----- Supplied material

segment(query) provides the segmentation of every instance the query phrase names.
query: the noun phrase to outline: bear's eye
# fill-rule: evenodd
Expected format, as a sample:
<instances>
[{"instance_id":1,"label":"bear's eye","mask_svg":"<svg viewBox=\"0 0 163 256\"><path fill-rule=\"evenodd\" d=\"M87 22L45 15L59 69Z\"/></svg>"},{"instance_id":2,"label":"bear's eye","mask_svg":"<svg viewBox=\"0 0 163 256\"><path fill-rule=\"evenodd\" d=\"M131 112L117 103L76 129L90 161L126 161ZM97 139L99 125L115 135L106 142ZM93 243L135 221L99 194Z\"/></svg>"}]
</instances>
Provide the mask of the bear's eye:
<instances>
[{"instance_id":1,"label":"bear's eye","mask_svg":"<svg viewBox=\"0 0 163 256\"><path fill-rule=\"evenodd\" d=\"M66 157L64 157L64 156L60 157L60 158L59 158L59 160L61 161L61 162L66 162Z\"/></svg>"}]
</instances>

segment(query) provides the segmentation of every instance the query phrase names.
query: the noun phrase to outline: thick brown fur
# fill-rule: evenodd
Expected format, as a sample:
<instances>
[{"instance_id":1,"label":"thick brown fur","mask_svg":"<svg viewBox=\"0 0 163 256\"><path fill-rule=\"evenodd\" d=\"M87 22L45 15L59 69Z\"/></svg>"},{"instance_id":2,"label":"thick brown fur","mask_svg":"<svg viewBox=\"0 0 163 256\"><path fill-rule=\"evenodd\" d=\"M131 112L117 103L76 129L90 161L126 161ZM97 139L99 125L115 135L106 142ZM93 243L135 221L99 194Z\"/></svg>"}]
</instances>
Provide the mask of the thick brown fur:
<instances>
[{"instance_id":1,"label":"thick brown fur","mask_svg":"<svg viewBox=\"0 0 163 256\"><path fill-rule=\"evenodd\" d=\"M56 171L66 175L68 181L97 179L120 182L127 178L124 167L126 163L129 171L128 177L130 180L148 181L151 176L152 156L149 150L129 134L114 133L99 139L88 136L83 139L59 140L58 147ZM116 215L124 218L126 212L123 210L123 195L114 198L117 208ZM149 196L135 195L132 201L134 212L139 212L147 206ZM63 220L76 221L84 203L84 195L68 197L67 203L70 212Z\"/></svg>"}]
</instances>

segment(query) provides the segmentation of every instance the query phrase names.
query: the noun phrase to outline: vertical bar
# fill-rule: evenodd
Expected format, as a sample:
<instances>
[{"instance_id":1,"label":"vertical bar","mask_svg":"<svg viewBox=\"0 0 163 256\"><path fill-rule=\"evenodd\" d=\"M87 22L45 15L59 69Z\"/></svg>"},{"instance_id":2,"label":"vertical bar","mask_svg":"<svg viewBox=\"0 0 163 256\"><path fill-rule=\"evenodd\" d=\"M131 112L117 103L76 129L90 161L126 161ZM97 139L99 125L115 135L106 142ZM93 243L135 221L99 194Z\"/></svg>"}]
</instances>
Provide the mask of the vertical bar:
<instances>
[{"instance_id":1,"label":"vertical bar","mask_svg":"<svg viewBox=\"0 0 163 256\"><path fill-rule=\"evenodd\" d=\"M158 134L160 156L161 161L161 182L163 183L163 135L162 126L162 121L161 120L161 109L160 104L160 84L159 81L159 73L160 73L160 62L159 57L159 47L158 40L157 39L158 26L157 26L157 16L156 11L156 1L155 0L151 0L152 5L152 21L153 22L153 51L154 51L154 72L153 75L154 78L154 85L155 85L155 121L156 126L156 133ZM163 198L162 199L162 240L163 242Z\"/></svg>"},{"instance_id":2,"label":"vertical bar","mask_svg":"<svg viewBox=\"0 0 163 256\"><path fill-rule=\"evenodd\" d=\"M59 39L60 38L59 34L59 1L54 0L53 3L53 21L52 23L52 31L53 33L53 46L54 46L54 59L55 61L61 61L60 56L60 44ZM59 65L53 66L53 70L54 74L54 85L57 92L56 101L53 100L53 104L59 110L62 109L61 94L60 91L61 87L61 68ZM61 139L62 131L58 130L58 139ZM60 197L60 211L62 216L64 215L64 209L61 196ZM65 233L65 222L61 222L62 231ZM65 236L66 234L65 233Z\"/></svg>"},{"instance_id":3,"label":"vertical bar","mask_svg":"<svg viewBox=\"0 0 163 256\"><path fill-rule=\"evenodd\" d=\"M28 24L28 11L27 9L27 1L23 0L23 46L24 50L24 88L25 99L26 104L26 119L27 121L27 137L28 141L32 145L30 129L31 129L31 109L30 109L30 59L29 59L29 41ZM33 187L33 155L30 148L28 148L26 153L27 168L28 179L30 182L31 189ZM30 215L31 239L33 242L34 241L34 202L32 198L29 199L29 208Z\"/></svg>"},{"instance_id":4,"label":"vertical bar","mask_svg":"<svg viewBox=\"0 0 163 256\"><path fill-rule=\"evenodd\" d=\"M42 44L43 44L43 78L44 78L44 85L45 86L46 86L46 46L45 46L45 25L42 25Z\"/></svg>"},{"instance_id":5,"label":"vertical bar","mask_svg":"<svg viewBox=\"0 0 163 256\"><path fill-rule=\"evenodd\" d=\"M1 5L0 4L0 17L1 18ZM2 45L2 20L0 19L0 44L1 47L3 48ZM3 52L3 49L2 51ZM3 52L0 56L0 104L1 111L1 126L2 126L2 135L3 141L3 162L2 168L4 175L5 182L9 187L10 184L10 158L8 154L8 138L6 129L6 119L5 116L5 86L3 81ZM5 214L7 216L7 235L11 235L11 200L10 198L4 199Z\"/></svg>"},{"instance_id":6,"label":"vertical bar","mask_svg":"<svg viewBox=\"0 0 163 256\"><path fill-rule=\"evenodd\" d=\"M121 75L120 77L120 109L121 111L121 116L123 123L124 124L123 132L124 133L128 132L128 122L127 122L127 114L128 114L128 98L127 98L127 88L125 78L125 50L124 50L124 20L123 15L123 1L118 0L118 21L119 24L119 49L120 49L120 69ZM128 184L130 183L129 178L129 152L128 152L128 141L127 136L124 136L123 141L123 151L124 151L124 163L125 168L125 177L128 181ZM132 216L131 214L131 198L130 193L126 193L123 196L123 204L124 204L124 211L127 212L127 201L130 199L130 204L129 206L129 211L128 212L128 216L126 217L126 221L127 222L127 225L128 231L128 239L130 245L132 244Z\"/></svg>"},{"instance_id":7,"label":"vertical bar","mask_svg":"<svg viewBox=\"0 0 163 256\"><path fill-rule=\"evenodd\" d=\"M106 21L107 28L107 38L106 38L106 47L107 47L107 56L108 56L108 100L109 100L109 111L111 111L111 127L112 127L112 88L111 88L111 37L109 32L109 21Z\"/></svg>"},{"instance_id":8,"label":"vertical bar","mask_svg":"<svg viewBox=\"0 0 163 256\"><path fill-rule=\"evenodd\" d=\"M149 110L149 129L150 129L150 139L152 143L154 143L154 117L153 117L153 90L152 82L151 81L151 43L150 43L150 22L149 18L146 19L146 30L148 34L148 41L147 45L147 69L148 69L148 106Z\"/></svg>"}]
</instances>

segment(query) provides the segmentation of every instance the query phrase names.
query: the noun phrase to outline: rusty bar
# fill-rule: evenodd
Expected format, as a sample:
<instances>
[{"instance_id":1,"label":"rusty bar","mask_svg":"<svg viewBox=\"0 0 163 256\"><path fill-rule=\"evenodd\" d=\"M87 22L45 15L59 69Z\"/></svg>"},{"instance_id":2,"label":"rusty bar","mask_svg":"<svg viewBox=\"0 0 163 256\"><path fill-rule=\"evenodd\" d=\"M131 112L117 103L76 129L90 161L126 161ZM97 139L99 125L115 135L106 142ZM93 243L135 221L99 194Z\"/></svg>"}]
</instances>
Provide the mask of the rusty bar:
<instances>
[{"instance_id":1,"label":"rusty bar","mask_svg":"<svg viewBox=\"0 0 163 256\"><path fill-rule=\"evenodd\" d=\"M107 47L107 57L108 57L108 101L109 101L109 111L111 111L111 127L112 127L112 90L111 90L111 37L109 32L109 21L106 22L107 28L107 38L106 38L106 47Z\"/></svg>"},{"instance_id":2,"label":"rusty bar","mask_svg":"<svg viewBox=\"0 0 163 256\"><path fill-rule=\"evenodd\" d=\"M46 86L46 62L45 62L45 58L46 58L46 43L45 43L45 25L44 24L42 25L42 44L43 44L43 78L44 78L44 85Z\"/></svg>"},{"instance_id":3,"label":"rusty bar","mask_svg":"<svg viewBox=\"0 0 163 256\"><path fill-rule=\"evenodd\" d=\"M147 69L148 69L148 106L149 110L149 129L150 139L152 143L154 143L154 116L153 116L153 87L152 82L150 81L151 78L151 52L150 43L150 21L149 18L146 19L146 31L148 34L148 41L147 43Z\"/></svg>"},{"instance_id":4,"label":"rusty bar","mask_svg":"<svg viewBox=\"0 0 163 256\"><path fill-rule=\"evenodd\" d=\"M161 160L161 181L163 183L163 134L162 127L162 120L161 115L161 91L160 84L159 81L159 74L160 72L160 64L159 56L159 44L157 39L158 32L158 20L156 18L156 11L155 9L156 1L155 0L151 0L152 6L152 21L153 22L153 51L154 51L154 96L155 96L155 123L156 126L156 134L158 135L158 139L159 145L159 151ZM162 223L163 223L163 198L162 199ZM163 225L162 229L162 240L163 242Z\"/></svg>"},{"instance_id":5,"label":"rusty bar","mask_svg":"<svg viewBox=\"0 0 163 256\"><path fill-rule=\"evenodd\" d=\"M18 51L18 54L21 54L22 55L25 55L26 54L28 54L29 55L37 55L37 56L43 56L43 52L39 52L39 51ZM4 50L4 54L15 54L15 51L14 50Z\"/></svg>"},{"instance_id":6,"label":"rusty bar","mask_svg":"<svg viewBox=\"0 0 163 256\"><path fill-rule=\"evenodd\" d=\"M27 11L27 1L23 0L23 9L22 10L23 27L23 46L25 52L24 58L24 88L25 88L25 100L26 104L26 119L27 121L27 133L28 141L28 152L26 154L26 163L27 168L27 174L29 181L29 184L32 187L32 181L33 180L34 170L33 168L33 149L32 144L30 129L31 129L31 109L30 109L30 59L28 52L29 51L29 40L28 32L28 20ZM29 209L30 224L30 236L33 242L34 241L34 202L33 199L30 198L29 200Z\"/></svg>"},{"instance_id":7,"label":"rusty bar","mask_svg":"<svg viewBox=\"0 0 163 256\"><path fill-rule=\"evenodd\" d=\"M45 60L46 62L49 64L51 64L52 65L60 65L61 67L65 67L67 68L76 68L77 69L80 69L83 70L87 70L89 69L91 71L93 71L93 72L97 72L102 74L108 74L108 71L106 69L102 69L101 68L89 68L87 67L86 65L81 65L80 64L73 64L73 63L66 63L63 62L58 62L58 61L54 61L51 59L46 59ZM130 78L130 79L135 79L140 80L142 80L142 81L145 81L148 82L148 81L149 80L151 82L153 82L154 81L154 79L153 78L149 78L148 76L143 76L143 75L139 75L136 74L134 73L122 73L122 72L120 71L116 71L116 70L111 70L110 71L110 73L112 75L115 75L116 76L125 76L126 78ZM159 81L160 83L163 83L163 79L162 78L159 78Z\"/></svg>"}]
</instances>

----------
----- Supplied material

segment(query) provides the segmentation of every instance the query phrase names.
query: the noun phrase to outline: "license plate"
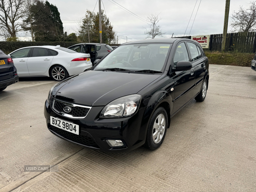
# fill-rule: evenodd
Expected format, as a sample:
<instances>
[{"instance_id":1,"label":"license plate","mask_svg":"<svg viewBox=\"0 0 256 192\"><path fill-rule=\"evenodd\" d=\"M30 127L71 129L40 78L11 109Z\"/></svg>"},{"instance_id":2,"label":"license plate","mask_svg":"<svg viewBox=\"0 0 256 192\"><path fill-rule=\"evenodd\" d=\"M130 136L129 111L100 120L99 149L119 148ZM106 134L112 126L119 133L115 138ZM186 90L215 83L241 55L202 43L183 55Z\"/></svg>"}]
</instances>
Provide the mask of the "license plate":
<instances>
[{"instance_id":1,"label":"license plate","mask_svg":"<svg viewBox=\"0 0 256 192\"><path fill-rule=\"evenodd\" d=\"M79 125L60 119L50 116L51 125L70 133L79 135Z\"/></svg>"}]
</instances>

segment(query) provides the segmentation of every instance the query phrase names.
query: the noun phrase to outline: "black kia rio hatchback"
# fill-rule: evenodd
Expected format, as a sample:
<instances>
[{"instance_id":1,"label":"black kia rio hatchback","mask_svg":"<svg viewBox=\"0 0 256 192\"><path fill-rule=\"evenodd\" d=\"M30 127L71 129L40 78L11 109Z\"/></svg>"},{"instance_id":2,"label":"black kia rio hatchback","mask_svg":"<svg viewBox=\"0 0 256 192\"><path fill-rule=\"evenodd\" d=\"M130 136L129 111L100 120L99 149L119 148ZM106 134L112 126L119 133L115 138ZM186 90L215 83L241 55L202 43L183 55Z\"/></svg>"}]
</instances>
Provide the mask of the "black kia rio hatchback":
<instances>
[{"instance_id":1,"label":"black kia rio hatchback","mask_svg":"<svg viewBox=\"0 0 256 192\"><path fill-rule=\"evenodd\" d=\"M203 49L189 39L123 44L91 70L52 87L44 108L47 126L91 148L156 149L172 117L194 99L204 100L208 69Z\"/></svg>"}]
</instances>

----------
----- Supplied material

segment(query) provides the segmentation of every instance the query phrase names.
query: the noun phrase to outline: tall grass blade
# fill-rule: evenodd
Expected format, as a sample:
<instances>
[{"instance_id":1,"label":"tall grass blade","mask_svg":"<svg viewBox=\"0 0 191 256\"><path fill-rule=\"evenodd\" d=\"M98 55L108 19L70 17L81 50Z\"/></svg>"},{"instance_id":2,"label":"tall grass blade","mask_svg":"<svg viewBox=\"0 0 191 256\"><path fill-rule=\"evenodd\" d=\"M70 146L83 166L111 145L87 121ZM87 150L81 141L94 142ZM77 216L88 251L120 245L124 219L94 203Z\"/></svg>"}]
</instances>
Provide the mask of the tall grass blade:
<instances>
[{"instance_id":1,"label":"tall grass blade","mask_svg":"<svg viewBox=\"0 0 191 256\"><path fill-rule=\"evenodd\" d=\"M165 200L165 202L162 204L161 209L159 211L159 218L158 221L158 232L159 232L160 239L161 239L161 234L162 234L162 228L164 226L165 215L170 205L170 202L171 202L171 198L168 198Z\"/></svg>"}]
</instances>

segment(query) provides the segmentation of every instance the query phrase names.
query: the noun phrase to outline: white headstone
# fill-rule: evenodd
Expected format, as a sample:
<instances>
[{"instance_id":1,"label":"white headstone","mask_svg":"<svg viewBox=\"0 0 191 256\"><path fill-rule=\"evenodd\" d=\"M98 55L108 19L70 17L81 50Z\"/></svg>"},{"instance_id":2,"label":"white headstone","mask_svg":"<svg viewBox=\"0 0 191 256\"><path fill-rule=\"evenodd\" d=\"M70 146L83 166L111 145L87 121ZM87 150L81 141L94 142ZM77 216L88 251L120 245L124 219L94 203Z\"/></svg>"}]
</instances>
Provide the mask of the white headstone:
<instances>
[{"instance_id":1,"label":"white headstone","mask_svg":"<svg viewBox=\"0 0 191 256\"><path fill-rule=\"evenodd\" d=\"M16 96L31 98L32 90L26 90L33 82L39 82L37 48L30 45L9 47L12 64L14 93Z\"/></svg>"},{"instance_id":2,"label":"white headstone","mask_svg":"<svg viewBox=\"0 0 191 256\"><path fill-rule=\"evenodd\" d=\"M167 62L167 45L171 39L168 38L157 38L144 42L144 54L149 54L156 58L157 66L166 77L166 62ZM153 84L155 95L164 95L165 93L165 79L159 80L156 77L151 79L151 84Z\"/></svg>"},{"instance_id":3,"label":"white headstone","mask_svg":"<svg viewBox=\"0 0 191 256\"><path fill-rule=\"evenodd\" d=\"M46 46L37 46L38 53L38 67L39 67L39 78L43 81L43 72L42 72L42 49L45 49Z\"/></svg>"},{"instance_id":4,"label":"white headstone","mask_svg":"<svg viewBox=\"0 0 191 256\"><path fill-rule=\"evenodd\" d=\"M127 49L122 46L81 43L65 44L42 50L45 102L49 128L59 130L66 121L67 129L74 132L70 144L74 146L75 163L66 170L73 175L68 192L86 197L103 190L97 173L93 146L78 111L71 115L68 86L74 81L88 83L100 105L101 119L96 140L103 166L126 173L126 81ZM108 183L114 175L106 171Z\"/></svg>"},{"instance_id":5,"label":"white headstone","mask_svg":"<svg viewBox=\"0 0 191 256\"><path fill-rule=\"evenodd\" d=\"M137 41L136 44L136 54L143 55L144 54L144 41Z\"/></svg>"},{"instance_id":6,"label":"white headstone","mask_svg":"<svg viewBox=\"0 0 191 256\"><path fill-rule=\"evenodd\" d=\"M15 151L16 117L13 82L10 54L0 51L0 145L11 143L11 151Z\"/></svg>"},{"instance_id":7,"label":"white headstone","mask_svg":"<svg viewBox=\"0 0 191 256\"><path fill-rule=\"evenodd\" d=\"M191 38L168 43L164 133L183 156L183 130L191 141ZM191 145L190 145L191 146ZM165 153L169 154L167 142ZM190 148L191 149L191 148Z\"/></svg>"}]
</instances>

----------

Set task: Locate every line in the entries above that contains the word "outline" and copy each of those lines. Case counts.

Solution to this problem:
query: the noun phrase to outline: bear's eye
query: the noun phrase to outline: thick brown fur
query: the noun phrase to outline: vertical bar
query: the noun phrase to outline: rusty bar
query: the noun phrase to outline: "license plate"
query: the noun phrase to outline: "black kia rio hatchback"
query: the noun phrase to outline: tall grass blade
query: the noun phrase to outline: white headstone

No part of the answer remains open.